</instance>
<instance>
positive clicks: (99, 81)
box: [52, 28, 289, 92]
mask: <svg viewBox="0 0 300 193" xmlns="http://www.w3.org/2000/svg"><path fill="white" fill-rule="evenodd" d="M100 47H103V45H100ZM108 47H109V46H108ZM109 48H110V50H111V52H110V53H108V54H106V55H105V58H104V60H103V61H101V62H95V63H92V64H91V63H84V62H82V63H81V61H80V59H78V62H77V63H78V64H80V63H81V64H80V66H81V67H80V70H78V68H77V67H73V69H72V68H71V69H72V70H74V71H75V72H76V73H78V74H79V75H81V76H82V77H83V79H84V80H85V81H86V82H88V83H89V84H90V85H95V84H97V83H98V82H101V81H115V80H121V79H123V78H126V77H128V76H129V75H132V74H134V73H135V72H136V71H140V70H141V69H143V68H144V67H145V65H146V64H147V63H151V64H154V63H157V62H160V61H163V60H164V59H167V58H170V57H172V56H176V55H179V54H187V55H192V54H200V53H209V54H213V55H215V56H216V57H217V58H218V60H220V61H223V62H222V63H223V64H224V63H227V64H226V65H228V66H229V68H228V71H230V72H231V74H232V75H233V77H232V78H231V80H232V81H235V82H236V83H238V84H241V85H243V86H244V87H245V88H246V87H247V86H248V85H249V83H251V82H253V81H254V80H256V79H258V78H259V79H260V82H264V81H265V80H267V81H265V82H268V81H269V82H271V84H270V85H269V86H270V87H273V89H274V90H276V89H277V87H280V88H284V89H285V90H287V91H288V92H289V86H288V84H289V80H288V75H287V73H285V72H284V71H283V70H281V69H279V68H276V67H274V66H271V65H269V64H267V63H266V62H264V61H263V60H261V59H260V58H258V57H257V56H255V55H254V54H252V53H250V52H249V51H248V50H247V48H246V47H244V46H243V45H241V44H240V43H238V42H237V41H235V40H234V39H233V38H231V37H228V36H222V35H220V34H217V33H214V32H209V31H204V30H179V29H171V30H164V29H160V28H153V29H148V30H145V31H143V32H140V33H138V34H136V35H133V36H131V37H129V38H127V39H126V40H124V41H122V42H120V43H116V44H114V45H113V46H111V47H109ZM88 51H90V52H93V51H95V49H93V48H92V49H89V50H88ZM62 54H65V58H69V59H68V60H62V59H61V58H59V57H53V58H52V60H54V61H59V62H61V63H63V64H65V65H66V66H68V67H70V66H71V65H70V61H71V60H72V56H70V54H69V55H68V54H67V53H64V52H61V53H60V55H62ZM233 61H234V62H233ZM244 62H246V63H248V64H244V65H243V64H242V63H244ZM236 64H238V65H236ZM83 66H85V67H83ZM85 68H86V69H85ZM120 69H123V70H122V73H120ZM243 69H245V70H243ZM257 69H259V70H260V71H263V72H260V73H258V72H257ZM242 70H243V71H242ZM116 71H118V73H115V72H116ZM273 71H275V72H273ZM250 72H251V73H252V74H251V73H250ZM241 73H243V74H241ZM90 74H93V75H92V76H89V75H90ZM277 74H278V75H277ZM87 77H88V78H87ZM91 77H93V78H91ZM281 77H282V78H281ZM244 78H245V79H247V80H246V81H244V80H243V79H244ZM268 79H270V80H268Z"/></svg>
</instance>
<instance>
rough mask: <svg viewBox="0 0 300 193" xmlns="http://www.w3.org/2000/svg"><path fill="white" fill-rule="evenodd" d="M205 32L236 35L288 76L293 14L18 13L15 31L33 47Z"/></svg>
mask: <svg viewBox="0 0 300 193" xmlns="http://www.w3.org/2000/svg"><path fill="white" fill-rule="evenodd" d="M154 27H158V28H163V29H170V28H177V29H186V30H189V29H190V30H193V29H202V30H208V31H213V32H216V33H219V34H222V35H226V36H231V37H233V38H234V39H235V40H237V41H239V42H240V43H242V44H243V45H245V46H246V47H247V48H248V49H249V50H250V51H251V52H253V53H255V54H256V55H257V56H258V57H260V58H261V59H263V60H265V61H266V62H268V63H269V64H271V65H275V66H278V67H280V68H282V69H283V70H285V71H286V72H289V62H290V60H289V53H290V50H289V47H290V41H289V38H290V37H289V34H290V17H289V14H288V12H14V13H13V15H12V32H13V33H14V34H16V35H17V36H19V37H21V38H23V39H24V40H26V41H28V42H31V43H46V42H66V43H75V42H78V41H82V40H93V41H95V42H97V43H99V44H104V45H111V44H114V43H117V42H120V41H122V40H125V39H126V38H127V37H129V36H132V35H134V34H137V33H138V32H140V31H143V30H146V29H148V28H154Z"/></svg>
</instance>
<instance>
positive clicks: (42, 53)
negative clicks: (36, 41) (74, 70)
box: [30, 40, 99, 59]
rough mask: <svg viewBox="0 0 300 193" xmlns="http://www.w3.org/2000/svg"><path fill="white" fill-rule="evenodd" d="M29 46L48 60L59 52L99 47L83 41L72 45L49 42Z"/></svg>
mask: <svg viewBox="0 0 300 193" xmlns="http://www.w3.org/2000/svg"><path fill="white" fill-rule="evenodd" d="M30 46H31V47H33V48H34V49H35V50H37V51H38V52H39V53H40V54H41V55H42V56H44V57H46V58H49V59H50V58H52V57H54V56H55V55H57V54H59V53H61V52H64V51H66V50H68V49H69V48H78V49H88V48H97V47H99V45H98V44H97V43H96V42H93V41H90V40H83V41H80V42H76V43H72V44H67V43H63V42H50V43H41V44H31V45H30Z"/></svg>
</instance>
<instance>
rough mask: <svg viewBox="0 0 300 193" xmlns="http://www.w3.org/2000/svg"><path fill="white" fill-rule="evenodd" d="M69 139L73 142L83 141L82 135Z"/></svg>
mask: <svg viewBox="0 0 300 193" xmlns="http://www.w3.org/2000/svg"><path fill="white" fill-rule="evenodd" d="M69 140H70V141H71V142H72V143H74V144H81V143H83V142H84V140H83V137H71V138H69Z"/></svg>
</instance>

========================

■ **Task description**
Would you output the full listing exactly as given?

■ **Task output**
</instance>
<instance>
positive clicks: (99, 81)
box: [52, 28, 289, 92]
mask: <svg viewBox="0 0 300 193" xmlns="http://www.w3.org/2000/svg"><path fill="white" fill-rule="evenodd" d="M100 47H103V45H100ZM108 47H109V46H108ZM109 48H110V50H111V52H110V53H108V54H106V55H105V58H104V60H103V61H101V62H95V63H92V64H91V63H84V62H82V63H81V61H80V59H78V62H77V63H78V64H80V63H81V64H80V66H81V67H80V70H78V68H77V67H73V69H72V68H71V69H72V70H74V71H75V72H76V73H78V74H79V75H81V76H82V77H83V79H84V80H85V81H86V82H88V83H89V84H90V85H95V84H97V83H98V82H101V81H115V80H121V79H123V78H126V77H128V76H129V75H132V74H134V73H135V72H136V71H140V70H141V69H143V68H144V67H145V65H146V64H147V63H151V64H154V63H157V62H160V61H163V60H164V59H167V58H170V57H172V56H176V55H179V54H187V55H192V54H200V53H209V54H213V55H215V56H216V57H217V58H218V60H220V61H223V62H222V63H223V64H224V63H227V64H226V65H228V66H229V68H228V71H230V72H231V74H232V75H233V77H232V78H231V80H232V81H235V82H236V83H238V84H241V85H243V86H244V87H245V88H246V87H247V86H248V85H249V83H251V82H253V81H254V80H256V79H258V78H259V79H260V82H264V81H265V80H267V81H265V82H268V81H269V82H271V84H270V85H269V86H270V87H273V89H274V90H276V89H277V87H280V88H284V89H285V90H287V91H288V92H289V86H288V84H289V80H288V75H287V73H285V72H284V71H283V70H281V69H279V68H276V67H274V66H271V65H269V64H267V63H266V62H264V61H263V60H261V59H260V58H258V57H257V56H255V55H254V54H252V53H250V52H249V51H248V50H247V48H246V47H244V46H243V45H241V44H240V43H238V42H237V41H235V40H234V39H233V38H231V37H228V36H222V35H220V34H217V33H214V32H209V31H204V30H179V29H171V30H164V29H160V28H153V29H148V30H145V31H143V32H140V33H138V34H136V35H133V36H131V37H129V38H127V39H126V40H124V41H122V42H120V43H116V44H114V45H113V46H111V47H109ZM88 51H90V52H93V51H95V49H93V48H92V49H89V50H88ZM62 54H65V58H69V59H68V60H62V59H61V58H59V57H53V58H52V60H54V61H59V62H61V63H63V64H65V65H66V66H68V67H70V66H71V65H70V61H71V60H72V56H70V54H69V55H68V54H67V53H64V52H61V53H60V55H62ZM233 61H234V62H233ZM244 62H246V63H248V64H244V65H243V64H242V63H244ZM236 64H238V65H236ZM83 66H85V67H83ZM85 68H86V69H85ZM120 69H123V70H122V73H120ZM243 69H245V70H243ZM257 69H259V70H260V71H263V72H260V73H258V72H257ZM242 70H243V71H242ZM116 71H118V73H115V72H116ZM273 71H275V72H273ZM250 72H251V73H252V74H251V73H250ZM241 73H243V74H241ZM90 74H93V75H92V76H89V75H90ZM277 74H278V75H277ZM87 77H88V78H87ZM91 77H93V78H91ZM281 77H282V78H281ZM244 78H245V79H247V80H246V81H244V80H243V79H244ZM268 79H270V80H268Z"/></svg>
</instance>
<instance>
rough mask: <svg viewBox="0 0 300 193" xmlns="http://www.w3.org/2000/svg"><path fill="white" fill-rule="evenodd" d="M205 32L236 35L288 76L293 14L18 13L15 31L33 47Z"/></svg>
mask: <svg viewBox="0 0 300 193" xmlns="http://www.w3.org/2000/svg"><path fill="white" fill-rule="evenodd" d="M154 27H158V28H163V29H170V28H177V29H186V30H189V29H190V30H193V29H202V30H208V31H213V32H216V33H219V34H222V35H226V36H231V37H233V38H234V39H235V40H237V41H239V42H240V43H242V44H243V45H245V46H246V47H247V48H248V49H249V50H250V51H251V52H253V53H255V54H256V55H257V56H258V57H260V58H261V59H263V60H265V61H266V62H268V63H269V64H271V65H275V66H278V67H280V68H282V69H283V70H285V71H286V72H289V62H290V60H289V53H290V50H289V47H290V41H289V38H290V37H289V34H290V17H289V14H288V12H14V13H13V15H12V32H13V33H14V34H16V35H17V36H19V37H21V38H23V39H24V40H26V41H28V42H31V43H46V42H66V43H75V42H78V41H82V40H93V41H95V42H97V43H99V44H104V45H111V44H114V43H117V42H120V41H122V40H125V39H126V38H127V37H129V36H132V35H134V34H137V33H138V32H140V31H143V30H146V29H148V28H154Z"/></svg>
</instance>
<instance>
positive clicks: (42, 53)
negative clicks: (36, 41) (74, 70)
box: [30, 40, 99, 59]
rough mask: <svg viewBox="0 0 300 193" xmlns="http://www.w3.org/2000/svg"><path fill="white" fill-rule="evenodd" d="M29 46L48 60L59 52L99 47L83 41L72 45L49 42Z"/></svg>
mask: <svg viewBox="0 0 300 193" xmlns="http://www.w3.org/2000/svg"><path fill="white" fill-rule="evenodd" d="M30 46H31V47H33V48H34V49H35V50H37V51H38V52H39V53H40V54H41V55H42V56H44V57H46V58H49V59H50V58H52V57H54V56H55V55H57V54H59V53H61V52H64V51H66V50H68V49H69V48H78V49H88V48H97V47H99V45H98V44H97V43H96V42H93V41H90V40H83V41H80V42H76V43H72V44H67V43H63V42H50V43H41V44H31V45H30Z"/></svg>
</instance>
<instance>
rough mask: <svg viewBox="0 0 300 193" xmlns="http://www.w3.org/2000/svg"><path fill="white" fill-rule="evenodd" d="M69 139L73 142L83 141L82 135Z"/></svg>
mask: <svg viewBox="0 0 300 193" xmlns="http://www.w3.org/2000/svg"><path fill="white" fill-rule="evenodd" d="M69 140H70V141H71V142H72V143H74V144H81V143H83V142H84V140H83V137H71V138H69Z"/></svg>
</instance>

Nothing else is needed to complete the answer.